_GOAL OF THE EXERCISE_
How many lines in the entries below contain the string "hand"? Matching is case-sensitive. Reply with the number only.
Start of RECORD LIST
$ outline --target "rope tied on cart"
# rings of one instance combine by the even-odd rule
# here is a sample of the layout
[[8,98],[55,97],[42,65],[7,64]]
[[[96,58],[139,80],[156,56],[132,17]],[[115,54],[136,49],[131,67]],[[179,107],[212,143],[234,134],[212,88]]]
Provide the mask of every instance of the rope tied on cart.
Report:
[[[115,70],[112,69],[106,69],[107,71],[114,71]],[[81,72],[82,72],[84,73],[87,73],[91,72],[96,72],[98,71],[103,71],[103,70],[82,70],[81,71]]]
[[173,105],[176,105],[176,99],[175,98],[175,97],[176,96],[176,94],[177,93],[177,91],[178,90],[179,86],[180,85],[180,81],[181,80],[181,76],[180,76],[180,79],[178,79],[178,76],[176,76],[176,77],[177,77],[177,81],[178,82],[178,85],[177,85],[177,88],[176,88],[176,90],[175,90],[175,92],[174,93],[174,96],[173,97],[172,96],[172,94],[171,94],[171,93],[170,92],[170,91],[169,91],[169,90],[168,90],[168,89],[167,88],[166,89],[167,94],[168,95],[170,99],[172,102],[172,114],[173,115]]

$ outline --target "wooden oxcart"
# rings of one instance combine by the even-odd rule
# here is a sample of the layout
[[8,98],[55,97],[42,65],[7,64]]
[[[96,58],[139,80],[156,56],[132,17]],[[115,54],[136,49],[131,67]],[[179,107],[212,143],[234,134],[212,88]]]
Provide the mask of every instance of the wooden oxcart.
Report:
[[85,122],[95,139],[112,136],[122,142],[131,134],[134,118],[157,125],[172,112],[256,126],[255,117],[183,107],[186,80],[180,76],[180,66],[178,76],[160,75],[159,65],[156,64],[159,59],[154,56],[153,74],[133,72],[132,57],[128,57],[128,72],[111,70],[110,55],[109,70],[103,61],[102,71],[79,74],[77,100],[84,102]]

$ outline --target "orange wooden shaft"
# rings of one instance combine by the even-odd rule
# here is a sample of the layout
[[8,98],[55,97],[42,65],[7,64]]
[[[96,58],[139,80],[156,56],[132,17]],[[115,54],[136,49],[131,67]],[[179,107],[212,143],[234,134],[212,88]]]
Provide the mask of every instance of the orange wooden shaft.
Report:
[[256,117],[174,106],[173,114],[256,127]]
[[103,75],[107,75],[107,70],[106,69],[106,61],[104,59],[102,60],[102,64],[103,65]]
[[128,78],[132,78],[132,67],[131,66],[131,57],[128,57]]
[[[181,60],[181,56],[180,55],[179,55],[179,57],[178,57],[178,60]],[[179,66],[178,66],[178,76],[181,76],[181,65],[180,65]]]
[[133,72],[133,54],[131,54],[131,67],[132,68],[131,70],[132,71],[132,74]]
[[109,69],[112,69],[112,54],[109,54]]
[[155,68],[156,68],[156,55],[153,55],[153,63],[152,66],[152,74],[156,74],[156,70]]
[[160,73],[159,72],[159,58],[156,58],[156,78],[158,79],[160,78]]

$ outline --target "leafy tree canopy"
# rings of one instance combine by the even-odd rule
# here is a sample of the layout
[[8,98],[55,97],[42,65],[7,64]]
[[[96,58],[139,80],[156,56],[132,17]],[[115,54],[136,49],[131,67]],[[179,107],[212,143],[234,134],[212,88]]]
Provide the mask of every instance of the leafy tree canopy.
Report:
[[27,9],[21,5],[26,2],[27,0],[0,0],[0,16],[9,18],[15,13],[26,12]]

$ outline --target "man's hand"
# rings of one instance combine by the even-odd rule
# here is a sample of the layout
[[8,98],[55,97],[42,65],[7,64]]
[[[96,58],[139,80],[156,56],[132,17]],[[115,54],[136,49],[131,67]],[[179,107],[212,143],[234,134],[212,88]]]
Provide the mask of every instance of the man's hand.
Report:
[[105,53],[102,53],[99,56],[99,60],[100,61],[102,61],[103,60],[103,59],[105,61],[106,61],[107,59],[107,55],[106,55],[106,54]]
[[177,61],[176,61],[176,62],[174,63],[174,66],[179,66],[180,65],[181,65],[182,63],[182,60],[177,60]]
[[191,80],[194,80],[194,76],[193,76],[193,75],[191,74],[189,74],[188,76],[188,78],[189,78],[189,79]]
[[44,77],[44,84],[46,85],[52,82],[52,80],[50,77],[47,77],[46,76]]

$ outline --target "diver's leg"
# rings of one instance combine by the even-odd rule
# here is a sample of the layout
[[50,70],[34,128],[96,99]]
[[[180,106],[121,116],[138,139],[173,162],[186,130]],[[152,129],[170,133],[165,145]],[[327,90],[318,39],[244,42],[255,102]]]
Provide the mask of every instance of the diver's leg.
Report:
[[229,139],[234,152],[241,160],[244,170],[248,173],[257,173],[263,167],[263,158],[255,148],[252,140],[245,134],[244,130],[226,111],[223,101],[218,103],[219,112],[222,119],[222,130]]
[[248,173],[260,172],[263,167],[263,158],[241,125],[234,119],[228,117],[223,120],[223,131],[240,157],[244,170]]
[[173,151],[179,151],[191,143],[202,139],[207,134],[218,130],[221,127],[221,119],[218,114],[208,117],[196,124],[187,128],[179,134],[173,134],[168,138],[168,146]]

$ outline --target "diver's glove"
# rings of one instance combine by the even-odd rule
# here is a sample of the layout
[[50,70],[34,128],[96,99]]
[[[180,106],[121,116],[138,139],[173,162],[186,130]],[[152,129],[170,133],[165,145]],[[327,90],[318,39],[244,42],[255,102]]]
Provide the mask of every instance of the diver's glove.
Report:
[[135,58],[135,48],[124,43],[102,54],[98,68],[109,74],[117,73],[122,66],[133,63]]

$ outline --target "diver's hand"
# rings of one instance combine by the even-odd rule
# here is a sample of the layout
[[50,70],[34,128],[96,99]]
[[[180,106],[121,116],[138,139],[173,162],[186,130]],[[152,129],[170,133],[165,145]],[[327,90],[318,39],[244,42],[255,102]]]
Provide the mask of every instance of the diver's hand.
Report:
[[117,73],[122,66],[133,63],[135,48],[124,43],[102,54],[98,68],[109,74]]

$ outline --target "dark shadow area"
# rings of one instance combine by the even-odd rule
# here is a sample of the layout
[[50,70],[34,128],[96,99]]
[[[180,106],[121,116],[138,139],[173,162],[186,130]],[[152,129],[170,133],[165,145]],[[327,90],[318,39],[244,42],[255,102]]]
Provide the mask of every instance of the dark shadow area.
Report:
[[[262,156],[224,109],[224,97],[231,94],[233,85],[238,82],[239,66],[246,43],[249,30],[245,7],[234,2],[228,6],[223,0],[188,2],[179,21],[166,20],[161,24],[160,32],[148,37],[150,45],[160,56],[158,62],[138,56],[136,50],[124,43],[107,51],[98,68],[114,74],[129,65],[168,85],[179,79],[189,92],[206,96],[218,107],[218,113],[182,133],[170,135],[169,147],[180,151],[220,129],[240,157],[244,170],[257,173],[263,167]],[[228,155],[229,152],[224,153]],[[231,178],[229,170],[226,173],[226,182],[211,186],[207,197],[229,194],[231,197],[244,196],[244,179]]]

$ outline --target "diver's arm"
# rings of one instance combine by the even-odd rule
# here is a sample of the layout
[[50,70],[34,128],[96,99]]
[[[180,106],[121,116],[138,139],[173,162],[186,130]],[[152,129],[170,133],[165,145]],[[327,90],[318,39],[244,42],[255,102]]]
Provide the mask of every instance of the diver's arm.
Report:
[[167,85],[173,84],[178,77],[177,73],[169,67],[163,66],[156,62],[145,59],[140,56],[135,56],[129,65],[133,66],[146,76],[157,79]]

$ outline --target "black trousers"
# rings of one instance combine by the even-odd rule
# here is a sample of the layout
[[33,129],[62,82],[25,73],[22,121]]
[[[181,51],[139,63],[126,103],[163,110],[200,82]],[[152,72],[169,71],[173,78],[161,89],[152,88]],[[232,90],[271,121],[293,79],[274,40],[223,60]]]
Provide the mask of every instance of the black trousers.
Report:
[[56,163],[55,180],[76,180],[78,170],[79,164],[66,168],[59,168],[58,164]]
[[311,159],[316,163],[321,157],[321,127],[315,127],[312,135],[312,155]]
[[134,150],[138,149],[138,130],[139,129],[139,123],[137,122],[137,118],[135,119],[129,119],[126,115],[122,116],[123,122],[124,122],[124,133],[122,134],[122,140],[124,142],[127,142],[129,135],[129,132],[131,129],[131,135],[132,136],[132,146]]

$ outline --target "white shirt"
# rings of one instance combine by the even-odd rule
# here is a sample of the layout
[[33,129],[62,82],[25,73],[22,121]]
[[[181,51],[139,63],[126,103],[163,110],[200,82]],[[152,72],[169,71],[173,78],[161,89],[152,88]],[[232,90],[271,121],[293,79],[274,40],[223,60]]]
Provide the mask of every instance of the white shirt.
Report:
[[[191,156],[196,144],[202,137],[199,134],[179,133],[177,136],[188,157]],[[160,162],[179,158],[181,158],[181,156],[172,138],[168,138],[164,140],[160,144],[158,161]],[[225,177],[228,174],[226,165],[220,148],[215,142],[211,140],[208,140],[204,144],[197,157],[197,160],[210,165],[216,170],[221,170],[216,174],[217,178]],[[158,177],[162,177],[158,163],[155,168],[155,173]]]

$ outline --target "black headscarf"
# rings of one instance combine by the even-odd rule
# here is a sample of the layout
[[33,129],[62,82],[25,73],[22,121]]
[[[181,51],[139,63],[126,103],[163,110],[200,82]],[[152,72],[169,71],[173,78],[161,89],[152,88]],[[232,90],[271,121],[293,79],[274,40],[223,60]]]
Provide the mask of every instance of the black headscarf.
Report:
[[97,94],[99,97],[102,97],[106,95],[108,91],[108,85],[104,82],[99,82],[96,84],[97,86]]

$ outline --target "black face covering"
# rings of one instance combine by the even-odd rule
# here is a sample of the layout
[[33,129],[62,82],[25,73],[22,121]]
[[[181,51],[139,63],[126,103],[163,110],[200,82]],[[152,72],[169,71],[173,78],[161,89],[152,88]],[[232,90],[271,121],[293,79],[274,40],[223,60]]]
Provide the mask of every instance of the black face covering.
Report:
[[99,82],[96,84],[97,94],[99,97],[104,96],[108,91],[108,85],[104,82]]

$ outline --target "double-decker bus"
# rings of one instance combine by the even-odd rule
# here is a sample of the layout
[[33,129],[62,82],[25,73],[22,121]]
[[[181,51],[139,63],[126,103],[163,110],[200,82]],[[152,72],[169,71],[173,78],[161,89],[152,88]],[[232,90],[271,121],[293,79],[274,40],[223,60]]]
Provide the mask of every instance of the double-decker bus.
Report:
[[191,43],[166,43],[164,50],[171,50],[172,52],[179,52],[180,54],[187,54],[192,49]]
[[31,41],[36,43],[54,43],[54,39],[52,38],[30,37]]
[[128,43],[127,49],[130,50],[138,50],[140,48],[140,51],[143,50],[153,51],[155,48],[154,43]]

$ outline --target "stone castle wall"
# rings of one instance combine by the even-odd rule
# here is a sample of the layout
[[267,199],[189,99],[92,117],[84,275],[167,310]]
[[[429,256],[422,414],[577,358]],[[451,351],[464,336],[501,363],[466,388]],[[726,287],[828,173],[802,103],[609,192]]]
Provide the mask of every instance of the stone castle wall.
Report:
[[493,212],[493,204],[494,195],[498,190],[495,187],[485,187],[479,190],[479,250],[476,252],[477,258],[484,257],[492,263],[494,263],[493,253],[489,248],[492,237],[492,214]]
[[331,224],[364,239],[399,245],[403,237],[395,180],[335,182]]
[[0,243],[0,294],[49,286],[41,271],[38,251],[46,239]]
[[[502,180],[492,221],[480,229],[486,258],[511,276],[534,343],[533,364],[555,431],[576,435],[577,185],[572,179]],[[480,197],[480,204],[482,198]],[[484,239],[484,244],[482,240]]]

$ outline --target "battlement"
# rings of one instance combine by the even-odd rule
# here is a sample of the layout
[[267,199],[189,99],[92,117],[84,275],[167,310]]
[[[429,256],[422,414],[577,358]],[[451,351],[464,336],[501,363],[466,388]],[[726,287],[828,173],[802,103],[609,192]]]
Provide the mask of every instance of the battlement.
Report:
End of RECORD LIST
_FINAL ANSWER_
4